# THE RECORDS
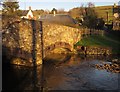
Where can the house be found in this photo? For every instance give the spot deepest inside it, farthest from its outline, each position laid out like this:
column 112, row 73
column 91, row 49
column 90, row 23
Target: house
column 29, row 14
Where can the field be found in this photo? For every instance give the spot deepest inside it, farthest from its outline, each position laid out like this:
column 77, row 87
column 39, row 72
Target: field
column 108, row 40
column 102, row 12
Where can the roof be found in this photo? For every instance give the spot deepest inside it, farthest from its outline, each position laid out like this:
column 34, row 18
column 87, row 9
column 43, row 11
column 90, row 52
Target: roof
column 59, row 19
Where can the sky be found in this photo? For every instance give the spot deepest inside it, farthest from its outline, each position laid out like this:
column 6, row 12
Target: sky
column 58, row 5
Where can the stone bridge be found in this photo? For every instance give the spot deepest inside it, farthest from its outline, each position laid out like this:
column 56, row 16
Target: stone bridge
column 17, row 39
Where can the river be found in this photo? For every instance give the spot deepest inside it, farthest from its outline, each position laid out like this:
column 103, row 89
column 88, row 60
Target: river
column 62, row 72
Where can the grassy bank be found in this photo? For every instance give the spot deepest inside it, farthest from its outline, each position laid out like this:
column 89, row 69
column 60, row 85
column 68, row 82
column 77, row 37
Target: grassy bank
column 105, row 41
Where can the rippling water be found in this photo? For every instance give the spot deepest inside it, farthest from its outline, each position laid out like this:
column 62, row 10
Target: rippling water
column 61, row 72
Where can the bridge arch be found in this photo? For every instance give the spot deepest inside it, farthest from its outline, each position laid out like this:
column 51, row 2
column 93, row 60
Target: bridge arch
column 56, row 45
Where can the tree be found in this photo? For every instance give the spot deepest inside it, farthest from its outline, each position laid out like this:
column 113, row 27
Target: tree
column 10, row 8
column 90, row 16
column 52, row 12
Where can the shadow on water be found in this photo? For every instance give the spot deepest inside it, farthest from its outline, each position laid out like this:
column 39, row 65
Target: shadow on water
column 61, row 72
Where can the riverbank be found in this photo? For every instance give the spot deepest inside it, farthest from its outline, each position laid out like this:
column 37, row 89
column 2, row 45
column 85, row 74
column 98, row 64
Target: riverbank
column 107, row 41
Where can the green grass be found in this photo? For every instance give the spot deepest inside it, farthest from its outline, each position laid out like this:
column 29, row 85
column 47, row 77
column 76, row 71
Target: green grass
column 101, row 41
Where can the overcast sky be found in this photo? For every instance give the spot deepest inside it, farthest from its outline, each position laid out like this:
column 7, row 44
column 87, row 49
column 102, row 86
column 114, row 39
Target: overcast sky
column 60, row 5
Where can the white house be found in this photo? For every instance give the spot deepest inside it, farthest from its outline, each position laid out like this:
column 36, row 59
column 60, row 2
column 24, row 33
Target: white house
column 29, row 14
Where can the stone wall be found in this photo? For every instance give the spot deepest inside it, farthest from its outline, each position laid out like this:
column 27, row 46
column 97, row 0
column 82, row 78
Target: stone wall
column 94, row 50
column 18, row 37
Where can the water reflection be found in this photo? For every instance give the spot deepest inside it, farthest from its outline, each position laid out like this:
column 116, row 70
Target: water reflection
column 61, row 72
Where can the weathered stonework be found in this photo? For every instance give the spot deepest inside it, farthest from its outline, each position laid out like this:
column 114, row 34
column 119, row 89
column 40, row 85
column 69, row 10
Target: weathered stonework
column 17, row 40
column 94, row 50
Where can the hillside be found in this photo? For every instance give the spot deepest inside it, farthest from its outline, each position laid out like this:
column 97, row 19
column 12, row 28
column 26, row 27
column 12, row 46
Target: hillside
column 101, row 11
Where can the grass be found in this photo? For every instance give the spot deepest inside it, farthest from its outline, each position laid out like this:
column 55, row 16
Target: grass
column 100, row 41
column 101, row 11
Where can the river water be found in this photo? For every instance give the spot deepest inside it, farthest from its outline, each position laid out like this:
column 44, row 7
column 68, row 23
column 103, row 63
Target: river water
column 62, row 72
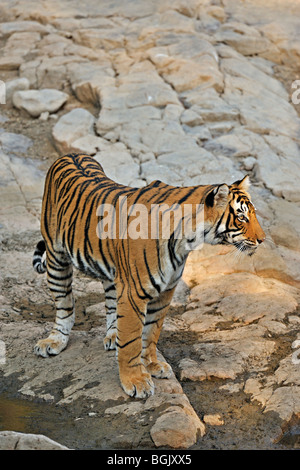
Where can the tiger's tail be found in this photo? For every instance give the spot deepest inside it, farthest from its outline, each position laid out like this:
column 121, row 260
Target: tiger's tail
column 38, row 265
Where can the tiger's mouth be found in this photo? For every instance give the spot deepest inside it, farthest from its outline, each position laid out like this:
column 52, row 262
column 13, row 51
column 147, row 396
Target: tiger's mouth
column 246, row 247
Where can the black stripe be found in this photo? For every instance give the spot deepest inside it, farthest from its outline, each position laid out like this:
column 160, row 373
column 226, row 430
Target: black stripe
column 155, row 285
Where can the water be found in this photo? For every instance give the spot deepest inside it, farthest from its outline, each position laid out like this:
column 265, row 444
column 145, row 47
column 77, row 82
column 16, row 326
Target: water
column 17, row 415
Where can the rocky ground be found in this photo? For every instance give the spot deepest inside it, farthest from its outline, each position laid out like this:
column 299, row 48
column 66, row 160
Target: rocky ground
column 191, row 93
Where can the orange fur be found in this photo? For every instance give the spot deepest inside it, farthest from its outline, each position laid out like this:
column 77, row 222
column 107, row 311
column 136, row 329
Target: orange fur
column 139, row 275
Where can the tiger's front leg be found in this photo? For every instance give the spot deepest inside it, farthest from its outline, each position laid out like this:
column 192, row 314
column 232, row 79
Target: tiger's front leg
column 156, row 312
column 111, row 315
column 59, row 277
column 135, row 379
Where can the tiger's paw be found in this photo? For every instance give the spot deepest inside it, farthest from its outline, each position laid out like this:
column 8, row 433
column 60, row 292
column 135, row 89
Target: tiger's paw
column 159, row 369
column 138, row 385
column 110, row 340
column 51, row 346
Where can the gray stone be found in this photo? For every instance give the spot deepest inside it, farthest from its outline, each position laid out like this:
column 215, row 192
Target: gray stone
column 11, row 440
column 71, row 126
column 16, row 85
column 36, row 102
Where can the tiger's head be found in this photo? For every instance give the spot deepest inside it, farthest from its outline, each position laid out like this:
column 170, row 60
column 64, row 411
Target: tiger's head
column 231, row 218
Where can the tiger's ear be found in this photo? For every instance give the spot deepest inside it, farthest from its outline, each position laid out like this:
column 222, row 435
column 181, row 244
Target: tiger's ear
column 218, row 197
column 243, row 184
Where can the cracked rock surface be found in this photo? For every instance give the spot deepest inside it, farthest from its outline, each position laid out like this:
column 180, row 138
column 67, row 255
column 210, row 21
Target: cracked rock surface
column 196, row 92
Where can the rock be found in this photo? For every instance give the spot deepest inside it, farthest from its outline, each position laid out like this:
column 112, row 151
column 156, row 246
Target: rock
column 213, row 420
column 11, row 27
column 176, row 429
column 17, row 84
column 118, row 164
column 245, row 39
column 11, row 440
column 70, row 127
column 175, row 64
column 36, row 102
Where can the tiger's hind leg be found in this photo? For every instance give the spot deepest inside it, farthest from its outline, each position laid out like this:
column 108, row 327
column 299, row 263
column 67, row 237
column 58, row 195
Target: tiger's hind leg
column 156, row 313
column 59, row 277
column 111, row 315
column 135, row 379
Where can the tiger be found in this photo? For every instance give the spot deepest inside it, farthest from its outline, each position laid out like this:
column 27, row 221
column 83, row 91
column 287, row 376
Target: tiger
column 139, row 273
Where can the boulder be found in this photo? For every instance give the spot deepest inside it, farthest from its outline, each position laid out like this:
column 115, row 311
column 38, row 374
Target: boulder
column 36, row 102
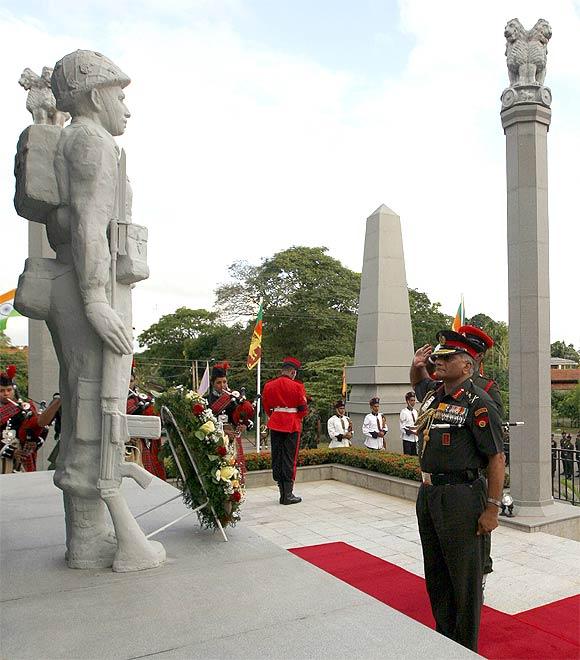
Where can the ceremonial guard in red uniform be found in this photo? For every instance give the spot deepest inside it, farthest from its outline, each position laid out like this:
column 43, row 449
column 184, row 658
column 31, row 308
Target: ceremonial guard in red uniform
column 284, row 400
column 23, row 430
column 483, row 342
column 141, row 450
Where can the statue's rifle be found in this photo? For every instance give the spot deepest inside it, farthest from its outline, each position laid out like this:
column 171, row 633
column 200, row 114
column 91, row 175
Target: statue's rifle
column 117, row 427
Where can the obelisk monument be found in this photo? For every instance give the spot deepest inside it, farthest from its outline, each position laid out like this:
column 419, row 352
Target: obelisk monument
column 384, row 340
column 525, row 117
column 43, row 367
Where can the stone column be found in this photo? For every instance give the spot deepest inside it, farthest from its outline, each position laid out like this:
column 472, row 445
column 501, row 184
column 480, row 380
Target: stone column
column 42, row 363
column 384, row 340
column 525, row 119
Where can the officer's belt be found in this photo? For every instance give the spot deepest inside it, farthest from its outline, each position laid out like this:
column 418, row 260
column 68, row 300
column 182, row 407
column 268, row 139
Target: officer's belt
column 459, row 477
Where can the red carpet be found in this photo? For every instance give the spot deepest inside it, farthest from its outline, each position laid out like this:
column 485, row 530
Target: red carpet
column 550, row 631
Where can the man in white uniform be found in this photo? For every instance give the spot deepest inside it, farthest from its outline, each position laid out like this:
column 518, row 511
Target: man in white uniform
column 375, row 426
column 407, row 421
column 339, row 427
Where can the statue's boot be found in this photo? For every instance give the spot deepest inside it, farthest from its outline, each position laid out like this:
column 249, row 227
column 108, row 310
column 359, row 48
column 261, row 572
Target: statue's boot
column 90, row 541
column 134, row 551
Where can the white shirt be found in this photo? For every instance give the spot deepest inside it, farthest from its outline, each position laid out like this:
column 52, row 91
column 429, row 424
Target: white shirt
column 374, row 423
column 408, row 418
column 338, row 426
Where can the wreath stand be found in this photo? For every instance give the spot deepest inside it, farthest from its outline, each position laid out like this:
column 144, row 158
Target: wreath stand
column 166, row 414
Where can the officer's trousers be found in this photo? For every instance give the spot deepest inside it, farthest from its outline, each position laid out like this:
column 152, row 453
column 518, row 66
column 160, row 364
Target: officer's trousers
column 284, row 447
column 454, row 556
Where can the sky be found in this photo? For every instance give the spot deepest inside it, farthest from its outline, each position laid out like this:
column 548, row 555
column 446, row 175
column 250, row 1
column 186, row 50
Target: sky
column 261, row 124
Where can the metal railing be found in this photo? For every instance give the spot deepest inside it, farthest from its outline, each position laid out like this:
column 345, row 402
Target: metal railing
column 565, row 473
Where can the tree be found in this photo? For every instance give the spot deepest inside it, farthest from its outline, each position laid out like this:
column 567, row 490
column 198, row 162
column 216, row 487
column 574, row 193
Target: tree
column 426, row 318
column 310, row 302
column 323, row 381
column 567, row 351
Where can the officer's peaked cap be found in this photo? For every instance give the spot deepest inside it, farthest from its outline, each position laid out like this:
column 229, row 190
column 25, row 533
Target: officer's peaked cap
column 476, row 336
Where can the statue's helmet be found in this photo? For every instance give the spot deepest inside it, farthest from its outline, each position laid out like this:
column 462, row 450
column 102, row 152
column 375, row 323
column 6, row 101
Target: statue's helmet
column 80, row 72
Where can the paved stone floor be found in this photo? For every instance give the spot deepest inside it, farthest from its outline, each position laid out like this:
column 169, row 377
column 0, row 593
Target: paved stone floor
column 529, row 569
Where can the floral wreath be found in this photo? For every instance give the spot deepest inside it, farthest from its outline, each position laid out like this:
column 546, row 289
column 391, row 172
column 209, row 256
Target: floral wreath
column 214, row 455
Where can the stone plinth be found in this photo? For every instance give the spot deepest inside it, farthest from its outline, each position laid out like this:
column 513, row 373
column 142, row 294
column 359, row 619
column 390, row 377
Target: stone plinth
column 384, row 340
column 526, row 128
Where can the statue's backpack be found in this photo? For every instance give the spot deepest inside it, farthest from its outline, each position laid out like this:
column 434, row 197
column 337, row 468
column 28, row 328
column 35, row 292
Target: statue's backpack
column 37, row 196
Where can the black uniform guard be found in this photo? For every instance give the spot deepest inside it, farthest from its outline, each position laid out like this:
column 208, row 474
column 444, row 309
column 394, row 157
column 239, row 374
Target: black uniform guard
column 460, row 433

---

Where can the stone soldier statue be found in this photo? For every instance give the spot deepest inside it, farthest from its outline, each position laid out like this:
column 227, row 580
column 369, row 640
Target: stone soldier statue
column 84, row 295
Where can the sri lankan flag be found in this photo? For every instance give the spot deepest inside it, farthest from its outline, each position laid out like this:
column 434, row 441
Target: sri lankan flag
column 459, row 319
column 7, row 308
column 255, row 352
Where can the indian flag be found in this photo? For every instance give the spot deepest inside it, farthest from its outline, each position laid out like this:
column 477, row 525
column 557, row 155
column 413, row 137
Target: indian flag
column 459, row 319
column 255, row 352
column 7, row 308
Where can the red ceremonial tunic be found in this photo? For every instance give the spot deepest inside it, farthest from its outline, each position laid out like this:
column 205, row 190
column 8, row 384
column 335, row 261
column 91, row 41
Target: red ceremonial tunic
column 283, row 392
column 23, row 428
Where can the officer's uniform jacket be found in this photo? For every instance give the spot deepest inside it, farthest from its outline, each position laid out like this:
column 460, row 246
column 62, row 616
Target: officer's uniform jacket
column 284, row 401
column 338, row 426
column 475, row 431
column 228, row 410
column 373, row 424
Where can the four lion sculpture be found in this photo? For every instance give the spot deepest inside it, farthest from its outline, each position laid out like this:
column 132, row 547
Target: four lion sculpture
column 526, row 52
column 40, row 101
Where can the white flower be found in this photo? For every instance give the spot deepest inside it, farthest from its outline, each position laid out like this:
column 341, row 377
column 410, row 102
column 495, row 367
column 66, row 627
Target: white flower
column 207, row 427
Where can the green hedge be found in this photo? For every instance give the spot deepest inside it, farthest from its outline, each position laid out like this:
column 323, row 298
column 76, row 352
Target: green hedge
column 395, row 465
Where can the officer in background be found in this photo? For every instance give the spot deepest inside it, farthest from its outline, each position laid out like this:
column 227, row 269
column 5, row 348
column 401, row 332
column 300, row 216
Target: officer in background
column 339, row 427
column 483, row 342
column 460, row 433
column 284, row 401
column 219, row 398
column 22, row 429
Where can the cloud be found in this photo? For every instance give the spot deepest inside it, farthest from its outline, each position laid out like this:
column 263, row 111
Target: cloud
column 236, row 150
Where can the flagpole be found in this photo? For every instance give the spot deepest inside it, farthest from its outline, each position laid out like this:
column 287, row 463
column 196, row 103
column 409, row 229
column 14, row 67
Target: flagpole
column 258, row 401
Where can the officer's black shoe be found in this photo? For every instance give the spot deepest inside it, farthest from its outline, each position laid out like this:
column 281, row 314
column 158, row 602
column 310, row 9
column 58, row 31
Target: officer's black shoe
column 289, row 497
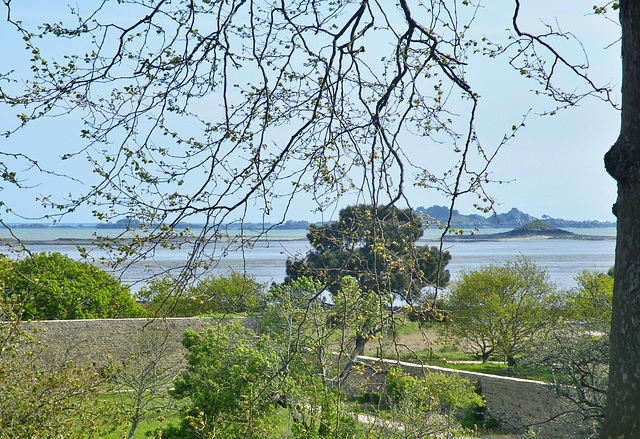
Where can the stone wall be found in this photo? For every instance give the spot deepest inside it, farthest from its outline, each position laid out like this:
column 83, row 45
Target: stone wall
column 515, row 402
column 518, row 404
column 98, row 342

# EXERCISE OBJECTIVE
Go back to the listing above. Copy word for word the lines from the one with "Target: four lion sculpture" through the one with "column 66, row 627", and nothing more.

# OUTPUT OF THE EXERCISE
Target: four lion sculpture
column 526, row 52
column 40, row 101
Where can the white flower be found in this photo? For every instance give the spot deepest inside it, farthest from its outline, each position laid out like this:
column 341, row 377
column 410, row 102
column 495, row 367
column 66, row 627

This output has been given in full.